**Task item**: Your answer must be the full set of records, repeated exactly.

==== Dataset records

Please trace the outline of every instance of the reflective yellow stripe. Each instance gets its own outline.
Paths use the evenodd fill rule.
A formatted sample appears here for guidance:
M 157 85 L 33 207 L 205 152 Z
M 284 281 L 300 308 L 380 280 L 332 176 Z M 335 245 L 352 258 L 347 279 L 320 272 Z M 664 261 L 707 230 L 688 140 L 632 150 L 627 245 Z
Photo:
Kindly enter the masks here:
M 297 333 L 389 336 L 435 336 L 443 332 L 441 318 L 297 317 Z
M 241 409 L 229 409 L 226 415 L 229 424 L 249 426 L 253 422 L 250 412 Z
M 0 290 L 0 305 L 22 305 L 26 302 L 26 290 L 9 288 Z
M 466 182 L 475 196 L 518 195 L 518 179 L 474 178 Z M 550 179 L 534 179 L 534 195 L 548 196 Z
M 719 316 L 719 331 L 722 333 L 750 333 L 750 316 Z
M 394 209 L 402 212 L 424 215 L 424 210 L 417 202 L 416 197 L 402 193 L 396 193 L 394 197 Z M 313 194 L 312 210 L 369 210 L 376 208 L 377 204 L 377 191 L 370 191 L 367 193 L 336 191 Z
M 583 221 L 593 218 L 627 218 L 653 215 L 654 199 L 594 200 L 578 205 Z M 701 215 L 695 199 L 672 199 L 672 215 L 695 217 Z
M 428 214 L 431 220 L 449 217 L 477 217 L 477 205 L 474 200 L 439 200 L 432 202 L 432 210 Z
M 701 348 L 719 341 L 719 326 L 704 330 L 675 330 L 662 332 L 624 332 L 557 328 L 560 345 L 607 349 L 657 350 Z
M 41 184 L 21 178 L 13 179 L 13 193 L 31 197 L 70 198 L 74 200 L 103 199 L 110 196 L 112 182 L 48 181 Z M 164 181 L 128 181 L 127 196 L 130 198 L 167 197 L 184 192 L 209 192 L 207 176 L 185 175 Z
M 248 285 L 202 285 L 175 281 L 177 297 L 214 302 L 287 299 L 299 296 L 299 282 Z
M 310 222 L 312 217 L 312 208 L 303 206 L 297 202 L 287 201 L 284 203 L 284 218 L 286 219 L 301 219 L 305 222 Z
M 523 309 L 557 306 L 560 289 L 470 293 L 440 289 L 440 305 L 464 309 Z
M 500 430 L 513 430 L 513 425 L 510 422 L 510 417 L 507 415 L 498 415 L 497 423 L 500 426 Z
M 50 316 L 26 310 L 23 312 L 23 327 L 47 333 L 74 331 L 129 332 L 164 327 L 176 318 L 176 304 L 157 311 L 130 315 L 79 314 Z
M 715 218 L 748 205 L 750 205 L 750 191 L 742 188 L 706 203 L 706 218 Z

========

**Answer to this problem**:
Please trace the outline of every instance of the reflective yellow stripe. Each instance gets its own outline.
Paths use the evenodd fill rule.
A formatted sample appears here for guidance:
M 157 85 L 33 207 L 205 152 Z
M 284 281 L 300 308 L 380 280 L 332 176 Z M 335 245 L 352 258 L 347 279 L 320 272 Z M 664 261 L 707 230 L 688 140 L 632 150 L 627 245 Z
Photo:
Kindly enter the masks here:
M 297 333 L 389 336 L 435 336 L 443 332 L 441 318 L 297 317 Z
M 241 409 L 229 409 L 226 415 L 229 424 L 249 426 L 253 422 L 250 412 Z
M 0 290 L 0 305 L 22 305 L 26 302 L 26 290 L 9 288 Z
M 466 182 L 475 196 L 518 195 L 518 179 L 474 178 Z M 550 179 L 534 179 L 534 195 L 548 196 Z
M 719 316 L 719 331 L 722 333 L 750 333 L 750 316 Z
M 394 209 L 402 212 L 424 215 L 424 210 L 417 202 L 416 197 L 402 193 L 396 193 L 394 197 Z M 313 194 L 312 210 L 369 210 L 376 208 L 377 204 L 377 191 L 370 191 L 367 193 L 336 191 Z
M 583 221 L 593 218 L 627 218 L 653 215 L 654 199 L 594 200 L 578 205 Z M 701 215 L 695 199 L 672 199 L 672 215 L 695 217 Z
M 428 214 L 431 220 L 449 217 L 477 217 L 477 205 L 474 200 L 439 200 L 432 202 L 432 210 Z
M 701 348 L 719 341 L 719 326 L 704 330 L 675 330 L 662 332 L 624 332 L 557 328 L 560 345 L 607 349 L 657 350 Z
M 41 184 L 21 178 L 13 179 L 13 193 L 31 197 L 70 198 L 74 200 L 103 199 L 110 196 L 112 182 L 48 181 Z M 164 181 L 128 181 L 127 196 L 130 198 L 167 197 L 184 192 L 209 192 L 207 176 L 185 175 Z
M 248 285 L 202 285 L 175 281 L 177 297 L 214 302 L 287 299 L 299 296 L 299 282 Z
M 310 222 L 312 217 L 312 208 L 303 206 L 297 202 L 287 201 L 284 203 L 284 218 L 286 219 L 301 219 L 305 222 Z
M 523 309 L 557 306 L 560 289 L 470 293 L 440 289 L 440 305 L 464 309 Z
M 500 430 L 513 430 L 513 425 L 510 422 L 510 417 L 507 415 L 498 415 L 497 423 L 500 426 Z
M 50 316 L 26 310 L 23 312 L 23 327 L 47 333 L 74 331 L 129 332 L 164 327 L 176 318 L 176 304 L 157 311 L 130 315 L 79 314 Z
M 715 218 L 748 205 L 750 205 L 750 191 L 742 188 L 706 203 L 706 218 Z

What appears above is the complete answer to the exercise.